INPUT MATERIAL:
===============
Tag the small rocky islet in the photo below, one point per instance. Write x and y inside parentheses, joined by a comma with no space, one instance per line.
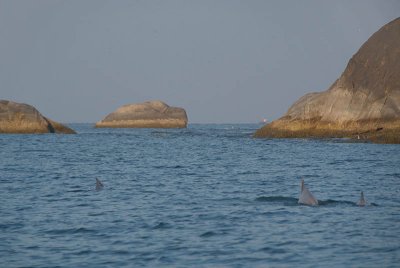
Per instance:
(151,114)
(363,104)
(21,118)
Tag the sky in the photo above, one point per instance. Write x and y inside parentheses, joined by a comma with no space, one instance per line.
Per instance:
(223,61)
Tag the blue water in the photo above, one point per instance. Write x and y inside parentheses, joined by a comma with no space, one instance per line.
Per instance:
(205,196)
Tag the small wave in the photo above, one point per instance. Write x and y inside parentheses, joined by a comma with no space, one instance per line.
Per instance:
(273,250)
(208,234)
(70,231)
(162,225)
(287,201)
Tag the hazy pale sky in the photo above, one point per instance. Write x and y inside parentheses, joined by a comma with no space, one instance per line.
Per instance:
(223,61)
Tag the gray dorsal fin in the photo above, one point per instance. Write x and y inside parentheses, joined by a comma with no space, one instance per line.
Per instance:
(99,184)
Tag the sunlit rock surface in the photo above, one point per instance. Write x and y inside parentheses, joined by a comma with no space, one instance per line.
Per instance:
(364,103)
(23,118)
(152,114)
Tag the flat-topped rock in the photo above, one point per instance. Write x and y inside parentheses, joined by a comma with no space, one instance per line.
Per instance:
(364,103)
(23,118)
(151,114)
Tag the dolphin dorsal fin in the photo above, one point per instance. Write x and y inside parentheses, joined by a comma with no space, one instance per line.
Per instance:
(99,184)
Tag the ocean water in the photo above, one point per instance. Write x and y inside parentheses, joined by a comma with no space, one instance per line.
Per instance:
(205,196)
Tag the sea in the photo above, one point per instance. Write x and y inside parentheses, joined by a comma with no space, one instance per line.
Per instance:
(209,195)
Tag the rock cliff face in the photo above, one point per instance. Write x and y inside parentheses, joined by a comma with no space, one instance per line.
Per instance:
(152,114)
(23,118)
(364,103)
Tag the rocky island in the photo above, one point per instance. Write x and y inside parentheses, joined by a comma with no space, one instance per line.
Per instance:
(151,114)
(363,104)
(25,119)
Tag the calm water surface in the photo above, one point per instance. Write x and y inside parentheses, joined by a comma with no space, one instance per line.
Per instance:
(206,196)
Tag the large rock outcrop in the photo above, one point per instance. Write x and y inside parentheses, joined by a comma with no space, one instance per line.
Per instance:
(152,114)
(364,103)
(24,118)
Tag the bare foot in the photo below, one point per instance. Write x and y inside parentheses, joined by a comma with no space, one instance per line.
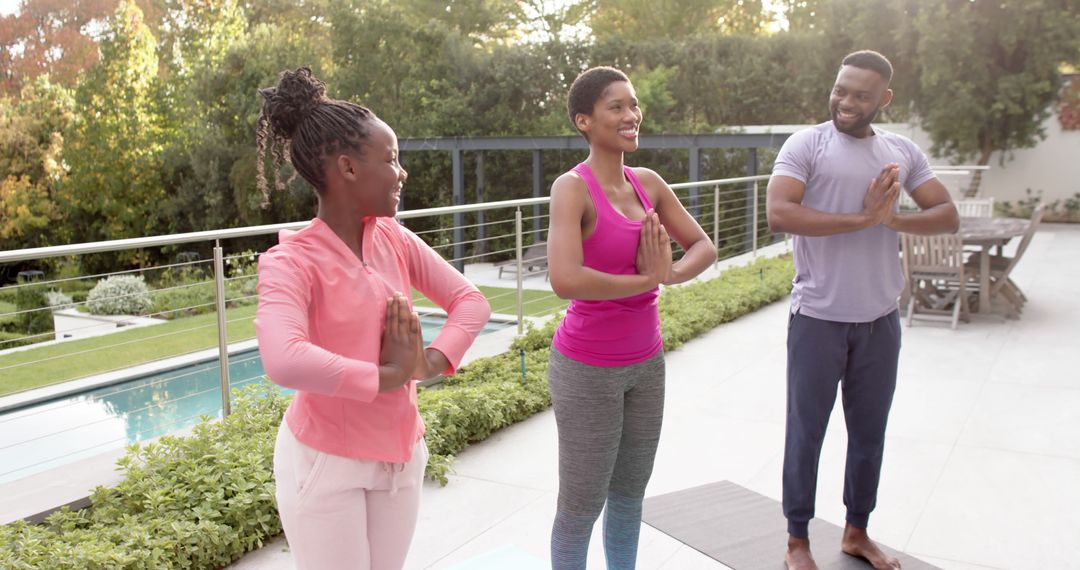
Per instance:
(856,543)
(798,556)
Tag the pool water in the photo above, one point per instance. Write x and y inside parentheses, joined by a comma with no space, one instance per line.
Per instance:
(53,433)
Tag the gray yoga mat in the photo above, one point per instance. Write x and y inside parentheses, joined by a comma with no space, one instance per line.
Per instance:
(745,530)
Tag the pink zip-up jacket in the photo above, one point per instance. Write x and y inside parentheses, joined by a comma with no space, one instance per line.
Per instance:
(320,323)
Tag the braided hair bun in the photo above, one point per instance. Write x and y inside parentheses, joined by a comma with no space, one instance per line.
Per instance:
(287,105)
(301,126)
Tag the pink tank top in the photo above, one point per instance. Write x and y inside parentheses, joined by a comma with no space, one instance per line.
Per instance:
(616,331)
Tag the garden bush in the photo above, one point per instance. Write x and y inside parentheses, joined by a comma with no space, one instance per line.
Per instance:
(119,295)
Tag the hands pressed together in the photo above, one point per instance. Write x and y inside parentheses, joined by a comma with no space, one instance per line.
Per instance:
(402,356)
(653,249)
(880,199)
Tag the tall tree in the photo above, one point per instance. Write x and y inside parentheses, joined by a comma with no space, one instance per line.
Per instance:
(989,72)
(51,37)
(115,189)
(31,162)
(676,19)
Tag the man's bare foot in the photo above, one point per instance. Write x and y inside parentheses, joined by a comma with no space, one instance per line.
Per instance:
(856,543)
(798,556)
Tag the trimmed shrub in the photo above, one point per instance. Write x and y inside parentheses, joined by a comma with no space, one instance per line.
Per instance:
(119,295)
(57,300)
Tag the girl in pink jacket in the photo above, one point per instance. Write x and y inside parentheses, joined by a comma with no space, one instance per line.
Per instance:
(335,324)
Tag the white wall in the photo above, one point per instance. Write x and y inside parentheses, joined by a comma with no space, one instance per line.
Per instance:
(1053,165)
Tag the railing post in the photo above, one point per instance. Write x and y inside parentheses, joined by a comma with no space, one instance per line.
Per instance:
(521,263)
(223,337)
(716,221)
(754,241)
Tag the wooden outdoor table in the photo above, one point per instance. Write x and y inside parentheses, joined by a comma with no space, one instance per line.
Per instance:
(986,233)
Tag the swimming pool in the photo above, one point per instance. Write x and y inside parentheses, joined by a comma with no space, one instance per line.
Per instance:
(57,432)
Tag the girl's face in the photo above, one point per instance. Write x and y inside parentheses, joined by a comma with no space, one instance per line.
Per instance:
(379,177)
(616,118)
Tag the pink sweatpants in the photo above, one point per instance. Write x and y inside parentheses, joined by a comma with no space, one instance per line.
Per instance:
(342,513)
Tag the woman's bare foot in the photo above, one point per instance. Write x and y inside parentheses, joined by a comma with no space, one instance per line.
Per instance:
(856,543)
(798,556)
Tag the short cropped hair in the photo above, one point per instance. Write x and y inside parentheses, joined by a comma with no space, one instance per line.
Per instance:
(869,59)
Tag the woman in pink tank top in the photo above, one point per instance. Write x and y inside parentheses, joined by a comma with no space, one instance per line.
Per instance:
(608,250)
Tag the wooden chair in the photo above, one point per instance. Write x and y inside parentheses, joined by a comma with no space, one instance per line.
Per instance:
(936,277)
(975,207)
(534,260)
(1001,267)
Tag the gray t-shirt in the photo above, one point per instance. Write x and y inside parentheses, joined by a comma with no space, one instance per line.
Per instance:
(848,277)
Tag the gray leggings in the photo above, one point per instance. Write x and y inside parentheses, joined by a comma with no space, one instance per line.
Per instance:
(609,424)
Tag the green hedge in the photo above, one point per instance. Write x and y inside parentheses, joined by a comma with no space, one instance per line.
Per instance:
(204,500)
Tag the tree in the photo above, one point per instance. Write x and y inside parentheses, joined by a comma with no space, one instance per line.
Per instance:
(677,19)
(31,147)
(45,37)
(115,188)
(989,72)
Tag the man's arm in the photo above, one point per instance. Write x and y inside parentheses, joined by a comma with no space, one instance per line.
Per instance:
(786,213)
(936,212)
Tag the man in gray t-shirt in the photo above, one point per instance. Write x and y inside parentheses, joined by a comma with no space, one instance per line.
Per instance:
(835,187)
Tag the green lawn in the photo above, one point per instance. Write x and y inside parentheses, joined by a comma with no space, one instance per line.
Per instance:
(78,358)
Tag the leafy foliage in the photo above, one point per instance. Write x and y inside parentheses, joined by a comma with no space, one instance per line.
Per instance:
(118,295)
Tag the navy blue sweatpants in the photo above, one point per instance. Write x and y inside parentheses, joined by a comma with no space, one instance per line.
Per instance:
(861,357)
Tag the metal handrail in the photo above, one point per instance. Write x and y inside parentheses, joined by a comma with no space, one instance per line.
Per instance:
(134,243)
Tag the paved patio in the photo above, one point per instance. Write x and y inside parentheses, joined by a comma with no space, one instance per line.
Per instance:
(982,460)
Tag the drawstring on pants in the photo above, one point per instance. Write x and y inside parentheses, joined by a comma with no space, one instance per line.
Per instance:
(394,470)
===============
TASK BRIEF:
The answer must be a single number: how many lines of the records contain the string "surface".

ANSWER TO THIS EXERCISE:
2